- Document passage:
▬▬▬▬▬▬
Dexamethasone is a critical drug for treating severe cases of COVID-19, but patients respond differently to it. Researchers from the German Center for Neurodegenerative Diseases (DZNE) and Charité — Universitätsmedizin Berlin have identified how this cortisone compound affects the impaired inflammatory response and which patients benefit from it using single-cell analyses, offering hope for more accurate prediction tools for various therapies and diseases. The study has been published in the scientific journal Cell.
In the treatment of severe COVID-19, the effectiveness of drugs can vary significantly from person to person. Scientists from DZNE and Charité — Universitätsmedizin Berlin have developed a method to better understand the molecular mechanisms underlying these differences. They examined how dexamethasone impacts patients with severe COVID-19 who show varied responses to the treatment.
Through single-cell analyses, they found that specific immune cells are responsible for the differing reactions observed. They also identified a way to predict early in the treatment whether an individual will respond positively to the therapy, a method that could be beneficial for treating other diseases as well.
Monocytes as Treatment Indicators
At the onset of the COVID-19 pandemic, it became evident that some individuals with severe cases experienced an overly aggressive immune response to the virus. Consequently, dexamethasone, a cortisone derivative used in treating various conditions to modulate the immune system, was administered. While many patients showed rapid improvement with dexamethasone treatment, others did not respond well, with some conditions deteriorating and leading to fatalities. The recent study sheds light on how the drug functions in cases where the treatment is effective.
Dr. Anna Aschenbrenner from DZNE, who led the study alongside Prof. Dr. Florian Kurth from Charité and their colleagues, explained, “Our findings indicate that the life-saving impact of dexamethasone is associated with the response of monocytes.” Monocytes are a type of white blood cell crucial to the immune system. Aschenbrenner further added, “While some monocytes responded positively to the treatment in patients who benefited from the therapy and survived the infection, the reasons behind this differing response remain unknown. However, it is known that dexamethasone’s efficacy varies among individuals with other diseases as well.”
▬▬▬▬▬▬
- Listed entries:
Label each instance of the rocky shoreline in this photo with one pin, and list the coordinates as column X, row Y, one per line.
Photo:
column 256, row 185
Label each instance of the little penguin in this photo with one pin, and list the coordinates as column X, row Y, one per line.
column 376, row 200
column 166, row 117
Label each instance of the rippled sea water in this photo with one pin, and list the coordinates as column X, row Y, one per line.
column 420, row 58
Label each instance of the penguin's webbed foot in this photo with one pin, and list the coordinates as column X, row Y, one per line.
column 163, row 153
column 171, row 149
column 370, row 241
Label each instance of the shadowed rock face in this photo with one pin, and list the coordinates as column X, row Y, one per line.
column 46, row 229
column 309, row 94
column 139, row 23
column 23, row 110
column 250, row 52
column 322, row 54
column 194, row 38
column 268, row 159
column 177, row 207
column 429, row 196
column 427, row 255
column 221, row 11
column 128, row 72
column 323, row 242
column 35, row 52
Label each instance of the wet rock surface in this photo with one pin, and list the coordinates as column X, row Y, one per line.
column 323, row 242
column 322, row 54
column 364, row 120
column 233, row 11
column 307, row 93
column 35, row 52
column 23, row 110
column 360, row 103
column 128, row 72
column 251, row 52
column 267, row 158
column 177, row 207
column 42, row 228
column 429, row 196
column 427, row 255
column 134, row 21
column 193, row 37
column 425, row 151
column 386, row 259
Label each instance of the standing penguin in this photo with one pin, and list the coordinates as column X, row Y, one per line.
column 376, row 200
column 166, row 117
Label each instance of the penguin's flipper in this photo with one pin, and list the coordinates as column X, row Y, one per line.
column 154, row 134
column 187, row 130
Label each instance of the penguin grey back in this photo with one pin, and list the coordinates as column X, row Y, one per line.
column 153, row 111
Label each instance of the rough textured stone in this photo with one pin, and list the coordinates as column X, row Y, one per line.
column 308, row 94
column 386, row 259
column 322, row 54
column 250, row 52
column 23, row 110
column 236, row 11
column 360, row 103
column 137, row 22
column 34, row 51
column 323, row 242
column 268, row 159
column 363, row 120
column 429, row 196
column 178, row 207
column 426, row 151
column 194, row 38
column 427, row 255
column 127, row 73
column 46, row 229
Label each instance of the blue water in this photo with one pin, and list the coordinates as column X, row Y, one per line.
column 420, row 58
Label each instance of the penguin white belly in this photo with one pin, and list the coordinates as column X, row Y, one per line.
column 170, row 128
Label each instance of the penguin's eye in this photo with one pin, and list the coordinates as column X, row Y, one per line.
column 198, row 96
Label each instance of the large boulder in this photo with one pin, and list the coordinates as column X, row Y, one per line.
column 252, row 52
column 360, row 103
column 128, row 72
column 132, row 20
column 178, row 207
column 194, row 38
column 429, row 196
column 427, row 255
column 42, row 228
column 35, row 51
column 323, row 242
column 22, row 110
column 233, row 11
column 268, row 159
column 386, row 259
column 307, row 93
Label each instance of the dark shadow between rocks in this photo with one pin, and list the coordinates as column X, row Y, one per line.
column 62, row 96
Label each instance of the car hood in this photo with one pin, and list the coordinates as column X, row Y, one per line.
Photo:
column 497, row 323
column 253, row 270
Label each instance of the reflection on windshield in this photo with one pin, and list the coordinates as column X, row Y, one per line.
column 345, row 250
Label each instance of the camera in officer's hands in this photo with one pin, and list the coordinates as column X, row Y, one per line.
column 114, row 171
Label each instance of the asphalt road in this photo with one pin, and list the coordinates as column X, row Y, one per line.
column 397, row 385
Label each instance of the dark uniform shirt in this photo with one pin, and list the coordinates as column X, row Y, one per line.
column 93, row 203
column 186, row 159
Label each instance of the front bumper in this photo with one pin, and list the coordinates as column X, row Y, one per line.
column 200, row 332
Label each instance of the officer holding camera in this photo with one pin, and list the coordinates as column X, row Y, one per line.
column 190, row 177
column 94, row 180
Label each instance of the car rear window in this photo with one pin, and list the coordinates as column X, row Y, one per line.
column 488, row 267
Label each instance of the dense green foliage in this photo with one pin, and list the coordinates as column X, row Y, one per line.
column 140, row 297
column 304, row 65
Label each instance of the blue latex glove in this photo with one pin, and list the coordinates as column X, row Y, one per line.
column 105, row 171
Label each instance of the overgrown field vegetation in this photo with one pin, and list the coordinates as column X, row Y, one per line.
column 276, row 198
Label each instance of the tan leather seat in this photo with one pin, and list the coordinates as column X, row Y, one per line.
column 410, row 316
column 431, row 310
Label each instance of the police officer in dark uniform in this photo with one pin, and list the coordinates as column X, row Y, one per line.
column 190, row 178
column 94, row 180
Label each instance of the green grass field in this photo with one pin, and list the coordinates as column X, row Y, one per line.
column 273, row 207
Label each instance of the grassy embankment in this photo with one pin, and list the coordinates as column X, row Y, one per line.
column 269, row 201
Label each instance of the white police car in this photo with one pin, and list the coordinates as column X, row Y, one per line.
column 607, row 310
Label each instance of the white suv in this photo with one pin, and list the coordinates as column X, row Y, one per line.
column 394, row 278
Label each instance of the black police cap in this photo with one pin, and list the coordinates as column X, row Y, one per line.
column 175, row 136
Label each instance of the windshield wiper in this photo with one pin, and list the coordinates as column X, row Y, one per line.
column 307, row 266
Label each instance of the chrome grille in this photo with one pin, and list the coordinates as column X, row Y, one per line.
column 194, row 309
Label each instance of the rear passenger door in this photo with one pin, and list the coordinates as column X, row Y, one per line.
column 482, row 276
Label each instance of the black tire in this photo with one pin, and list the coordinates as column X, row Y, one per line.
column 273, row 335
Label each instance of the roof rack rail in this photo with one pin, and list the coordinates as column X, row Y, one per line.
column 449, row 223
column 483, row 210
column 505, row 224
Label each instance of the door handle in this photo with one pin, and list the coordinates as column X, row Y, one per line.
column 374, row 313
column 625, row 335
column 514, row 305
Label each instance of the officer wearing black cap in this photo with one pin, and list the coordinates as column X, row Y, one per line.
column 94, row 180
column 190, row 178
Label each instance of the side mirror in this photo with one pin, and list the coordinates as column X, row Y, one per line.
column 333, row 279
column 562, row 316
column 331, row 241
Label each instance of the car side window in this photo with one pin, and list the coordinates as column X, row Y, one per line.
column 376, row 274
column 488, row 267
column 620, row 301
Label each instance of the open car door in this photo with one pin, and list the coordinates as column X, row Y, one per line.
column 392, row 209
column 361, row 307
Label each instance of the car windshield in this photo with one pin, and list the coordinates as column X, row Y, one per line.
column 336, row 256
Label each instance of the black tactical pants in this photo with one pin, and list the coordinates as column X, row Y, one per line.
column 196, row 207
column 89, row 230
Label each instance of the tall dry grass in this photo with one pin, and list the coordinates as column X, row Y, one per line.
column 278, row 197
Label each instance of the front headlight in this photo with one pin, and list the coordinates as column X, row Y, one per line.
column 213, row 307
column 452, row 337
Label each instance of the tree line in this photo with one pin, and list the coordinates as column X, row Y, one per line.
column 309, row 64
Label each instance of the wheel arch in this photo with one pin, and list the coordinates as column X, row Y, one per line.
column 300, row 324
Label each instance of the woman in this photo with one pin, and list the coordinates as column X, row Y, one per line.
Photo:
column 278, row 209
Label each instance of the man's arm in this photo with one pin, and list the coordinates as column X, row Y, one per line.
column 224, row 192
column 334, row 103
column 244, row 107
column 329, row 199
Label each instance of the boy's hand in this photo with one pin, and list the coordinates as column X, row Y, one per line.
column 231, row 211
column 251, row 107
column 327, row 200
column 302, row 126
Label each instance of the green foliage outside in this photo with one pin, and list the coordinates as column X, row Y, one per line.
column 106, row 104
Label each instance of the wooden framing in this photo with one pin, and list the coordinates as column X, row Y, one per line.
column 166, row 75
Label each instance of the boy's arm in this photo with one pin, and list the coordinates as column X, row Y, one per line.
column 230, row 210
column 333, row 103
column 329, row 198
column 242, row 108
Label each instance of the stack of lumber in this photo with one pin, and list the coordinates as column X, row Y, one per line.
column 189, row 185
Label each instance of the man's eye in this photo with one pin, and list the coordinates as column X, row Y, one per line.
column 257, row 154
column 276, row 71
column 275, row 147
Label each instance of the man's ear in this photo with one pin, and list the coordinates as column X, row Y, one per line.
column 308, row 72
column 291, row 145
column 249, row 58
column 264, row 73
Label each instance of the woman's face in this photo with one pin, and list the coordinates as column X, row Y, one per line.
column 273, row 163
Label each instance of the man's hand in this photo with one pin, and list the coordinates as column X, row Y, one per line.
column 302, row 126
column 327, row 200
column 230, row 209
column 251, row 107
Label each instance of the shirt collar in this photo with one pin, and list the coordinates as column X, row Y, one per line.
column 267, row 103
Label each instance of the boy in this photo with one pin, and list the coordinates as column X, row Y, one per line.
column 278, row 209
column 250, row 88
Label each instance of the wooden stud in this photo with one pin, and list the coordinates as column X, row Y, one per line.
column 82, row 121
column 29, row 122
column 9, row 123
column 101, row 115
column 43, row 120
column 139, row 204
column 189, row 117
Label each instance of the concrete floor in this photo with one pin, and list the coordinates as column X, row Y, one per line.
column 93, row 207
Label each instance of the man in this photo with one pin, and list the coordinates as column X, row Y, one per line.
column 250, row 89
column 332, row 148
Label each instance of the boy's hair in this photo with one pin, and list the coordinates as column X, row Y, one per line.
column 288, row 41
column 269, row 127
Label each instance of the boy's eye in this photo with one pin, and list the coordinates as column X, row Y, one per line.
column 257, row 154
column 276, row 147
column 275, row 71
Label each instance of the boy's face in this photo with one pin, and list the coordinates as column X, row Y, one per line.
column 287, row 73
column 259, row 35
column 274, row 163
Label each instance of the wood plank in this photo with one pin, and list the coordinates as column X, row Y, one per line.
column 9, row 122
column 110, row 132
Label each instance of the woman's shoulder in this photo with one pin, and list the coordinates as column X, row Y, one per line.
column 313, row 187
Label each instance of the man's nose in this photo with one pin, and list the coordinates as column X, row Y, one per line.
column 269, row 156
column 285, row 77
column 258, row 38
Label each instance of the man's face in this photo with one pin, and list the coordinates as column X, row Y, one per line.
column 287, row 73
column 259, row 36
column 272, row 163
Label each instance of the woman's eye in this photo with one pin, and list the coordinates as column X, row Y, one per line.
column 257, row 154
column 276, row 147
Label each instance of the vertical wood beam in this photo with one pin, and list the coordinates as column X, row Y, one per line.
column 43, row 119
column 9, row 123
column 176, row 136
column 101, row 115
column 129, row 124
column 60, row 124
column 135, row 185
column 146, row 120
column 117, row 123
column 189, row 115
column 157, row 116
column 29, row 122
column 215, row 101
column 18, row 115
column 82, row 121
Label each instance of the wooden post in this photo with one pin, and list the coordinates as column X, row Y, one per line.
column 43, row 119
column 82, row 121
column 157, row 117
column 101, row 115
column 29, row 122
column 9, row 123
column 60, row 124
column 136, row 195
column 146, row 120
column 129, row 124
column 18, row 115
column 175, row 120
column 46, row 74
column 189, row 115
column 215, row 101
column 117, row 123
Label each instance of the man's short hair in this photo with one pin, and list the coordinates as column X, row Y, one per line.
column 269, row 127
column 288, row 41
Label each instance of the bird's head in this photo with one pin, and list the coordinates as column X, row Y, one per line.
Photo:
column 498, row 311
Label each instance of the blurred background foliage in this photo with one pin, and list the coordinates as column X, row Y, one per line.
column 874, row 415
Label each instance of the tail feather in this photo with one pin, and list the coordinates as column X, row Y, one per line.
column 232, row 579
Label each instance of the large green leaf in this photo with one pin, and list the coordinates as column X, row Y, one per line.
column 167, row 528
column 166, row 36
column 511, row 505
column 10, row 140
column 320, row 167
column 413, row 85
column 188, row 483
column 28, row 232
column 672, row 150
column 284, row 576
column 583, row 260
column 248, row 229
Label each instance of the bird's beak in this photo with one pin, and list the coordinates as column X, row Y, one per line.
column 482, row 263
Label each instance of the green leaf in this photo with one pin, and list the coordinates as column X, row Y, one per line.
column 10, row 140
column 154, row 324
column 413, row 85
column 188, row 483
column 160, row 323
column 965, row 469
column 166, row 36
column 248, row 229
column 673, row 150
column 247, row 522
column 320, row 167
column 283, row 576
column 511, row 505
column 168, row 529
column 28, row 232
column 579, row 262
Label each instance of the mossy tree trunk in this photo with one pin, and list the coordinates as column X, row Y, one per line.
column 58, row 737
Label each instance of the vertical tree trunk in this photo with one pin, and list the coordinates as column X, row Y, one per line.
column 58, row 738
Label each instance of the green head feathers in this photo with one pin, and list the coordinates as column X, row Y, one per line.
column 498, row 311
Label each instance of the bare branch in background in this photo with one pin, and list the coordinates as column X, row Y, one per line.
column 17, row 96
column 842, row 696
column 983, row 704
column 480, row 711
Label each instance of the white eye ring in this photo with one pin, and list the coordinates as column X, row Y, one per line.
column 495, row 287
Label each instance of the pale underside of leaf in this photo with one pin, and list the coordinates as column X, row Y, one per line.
▬▬▬▬▬▬
- Problem 1: According to the dexamethasone article, why was dexamethasone given to people with severe COVID-19? Answer in one to three sentences.
- Problem 2: Reproduce the passage of the dexamethasone article starting at "In the treatment of" and ending at "treating other diseases as well.".

- Response box 1: At the start of the pandemic, some people with severe COVID-19 had an overly aggressive immune response to the virus. Dexamethasone was given because it is a cortisone derivative that modulates the immune system.

- Response box 2:
In the treatment of severe COVID-19, the effectiveness of drugs can vary significantly from person to person. Scientists from DZNE and Charité — Universitätsmedizin Berlin have developed a method to better understand the molecular mechanisms underlying these differences. They examined how dexamethasone impacts patients with severe COVID-19 who show varied responses to the treatment.
Through single-cell analyses, they found that specific immune cells are responsible for the differing reactions observed. They also identified a way to predict early in the treatment whether an individual will respond positively to the therapy, a method that could be beneficial for treating other diseases as well.